▶ _THE PROBLEM_
Copy out every line of the records below, including the requests, and increase each point coordinate in the answers by 66.
═══ GIVEN RECORDS ═══
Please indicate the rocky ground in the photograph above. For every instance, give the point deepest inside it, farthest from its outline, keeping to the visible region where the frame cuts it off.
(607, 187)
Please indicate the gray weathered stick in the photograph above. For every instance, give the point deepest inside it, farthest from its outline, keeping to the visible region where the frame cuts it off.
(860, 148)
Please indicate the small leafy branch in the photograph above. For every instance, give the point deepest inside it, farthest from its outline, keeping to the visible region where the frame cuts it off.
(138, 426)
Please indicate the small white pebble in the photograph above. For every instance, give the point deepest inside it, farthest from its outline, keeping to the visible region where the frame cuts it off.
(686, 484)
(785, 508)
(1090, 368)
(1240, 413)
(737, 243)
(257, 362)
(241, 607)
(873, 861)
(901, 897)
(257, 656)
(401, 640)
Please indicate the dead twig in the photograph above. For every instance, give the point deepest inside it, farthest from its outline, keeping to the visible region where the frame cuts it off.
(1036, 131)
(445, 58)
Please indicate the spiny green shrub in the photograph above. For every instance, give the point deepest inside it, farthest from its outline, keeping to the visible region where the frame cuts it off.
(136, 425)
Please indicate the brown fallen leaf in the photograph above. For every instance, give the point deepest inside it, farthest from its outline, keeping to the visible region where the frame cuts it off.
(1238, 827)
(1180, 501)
═══
▶ _RESPONSE TO THE EXERCISE_
Please indicate the rocky ground in the photograph above. For every instance, give the point deepest inside it, farthest from its outline, keeping to the visible region where the frame cuts it off.
(673, 253)
Please indicate the gray weathered stick in the photograph above. For every instance, give the point deepest inside it, farthest from its outline, keeping to the visible region where the frame cuts it off.
(926, 214)
Please indicate the small leafy branch in the photograph above. For every instance, give the point deepest inside it, farthest from its outline, keeping to the visible region where the frame cuts it off.
(204, 492)
Please indicate the small white pebble in the photograph above. For every instance, give the point deepest inside it, farthest from its outline, keeping to the visible region where the frame cuts it off.
(752, 550)
(851, 574)
(1156, 434)
(1306, 479)
(803, 309)
(323, 428)
(307, 673)
(939, 927)
(967, 963)
(323, 722)
(467, 706)
Please indicate the dead twig in the photograph above. For every instance, give the point deepest inside it, farthest from its outline, keeping to the visible region where the frame cuts it off.
(1102, 197)
(511, 124)
Please indicate the spiny green shrub in the photograph above. For every instance, give the point deepest inside it, farthest from its outline, keeping to the visible region where the frame cuts it off.
(202, 491)
Please indicate the brown fallen leaf in the photograph above. For every instance, give the point deepest inside it, farthest from its outline, keeping to the visible region where the frame cuts it off.
(1304, 893)
(1246, 567)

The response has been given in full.